__WRITTEN REQUEST A__:
According to the forum thread about the sheephead at Tappan, which creek was dammed to make the lake?

# Tappan Sheephead????



## Fishin365 (Feb 3, 2009)

Went out on Wed. night to do some bass fishing and got 16 bass and several white bass in about 3 hours and a SHEEPHEAD!!! WTF..did somebody dump these in from the rivers? To say the least, it was a dissappointment to see this in a lake around here.


----------



## M.Magis (Apr 5, 2004)

Drum/sheephead are native to Ohio rivers and creeks. What river/creeks feed Tappan? I would assume most lakes have a small population.


----------



## TClark (Apr 20, 2007)

They probably got stocked with the white bass, especially if they're from Erie.


----------



## ducky152000 (Jul 20, 2005)

They damed Stillwater creek to make tappan so proply just a native fish like m.magis was sayin.


----------



## Fishin365 (Feb 3, 2009)

If they came from the local rivers, where have they been the last 75+ years of the lakes history? I have never heard/caught/seen sheephead in Tappan. I have caught plenty of them in the Tusc. and Stillwater rivers, but not in the lakes.

If you have ever fished Erie, you would agree they are annoying. I was just wondering if people were transplanting these from other locations


----------



## ducky152000 (Jul 20, 2005)

There is still pike in Attwood, we got one last year, just because u don't catch a type of fish every year don't mean there not in there, they haven't stocked pike in Attwood for a very long time. If there is a low population of a certain type of fish in a lake the size of tappan you should not expect to see them every year. Look at all the guys that go after Flathead, some guys have yet to catch one and there actually fishing for them!


----------



## M.Magis (Apr 5, 2004)

Fishin365 said:


> If they came from the local rivers, where have they been the last 75+ years of the lakes history? I have never heard/caught/seen sheephead in Tappan.


Like Ducky said, just because you haven't caught one doesn't mean they haven't been there. I've caught them in other lakes as well. Knowing now that Tappan was formed from Stillwater, I think it's a safe bet it's just a native fish. It's highly unlikely anyone transplanted drum. One, there's no reason. Second, they don't transport well at all.


----------



## fishing_marshall (Jun 12, 2004)

TClark said:


> They probably got stocked with the white bass, especially if they're from Erie.


White bass are not stocked in any lakes. 

I think native to the creek or do they have an odd fish in the cripple creek tournaments? Someone could have caught it and turned it in as odd fish. Tappan is the closest place to put it back.


----------



## willyb021 (Jun 1, 2009)

Yeah there's odd fish in cripple creeks tourneys. That's def a good possibility. I've been fishing Tappan on a regulat basis since I was little. Never seen or heard of one being caught.

__WRITTEN REQUEST B__:
Copy all of the rows below, swapping "a single marker" for "one marker" and changing nothing else. Leave the pictures out.

__INPUT FOR THIS TASK__:
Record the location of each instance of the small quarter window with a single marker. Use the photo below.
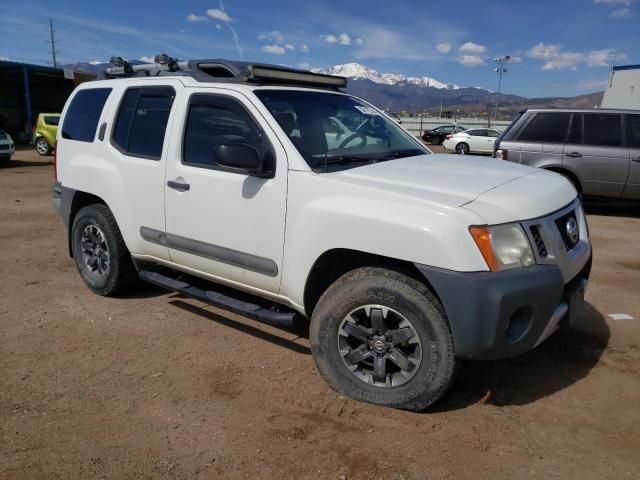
(81, 119)
(142, 121)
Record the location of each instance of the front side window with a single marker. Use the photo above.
(81, 119)
(213, 121)
(546, 127)
(602, 129)
(142, 121)
(334, 131)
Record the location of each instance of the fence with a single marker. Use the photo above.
(417, 125)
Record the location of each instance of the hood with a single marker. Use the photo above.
(450, 180)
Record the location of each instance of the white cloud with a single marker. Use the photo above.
(219, 14)
(330, 38)
(344, 39)
(621, 13)
(470, 47)
(274, 49)
(470, 60)
(273, 36)
(443, 48)
(592, 84)
(193, 18)
(556, 59)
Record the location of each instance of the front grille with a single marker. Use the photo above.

__CORRECT RESPONSE A__:
Stillwater Creek.

__CORRECT RESPONSE B__:
Record the location of each instance of the small quarter window with one marker. Use the photo below.
(81, 119)
(142, 121)
Record the location of each instance of the front side window with one marker. Use the photo above.
(81, 119)
(213, 121)
(546, 127)
(602, 129)
(142, 121)
(334, 131)
Record the location of each instance of the fence with one marker. Use the photo above.
(417, 125)
Record the location of each instance of the hood with one marker. Use the photo above.
(450, 180)
Record the location of each instance of the white cloud with one marker. Use the photo above.
(219, 14)
(330, 38)
(344, 39)
(621, 13)
(470, 47)
(274, 49)
(470, 60)
(273, 36)
(443, 48)
(592, 84)
(193, 18)
(556, 59)
Record the location of each instance of the front grille with one marker. Use the photo above.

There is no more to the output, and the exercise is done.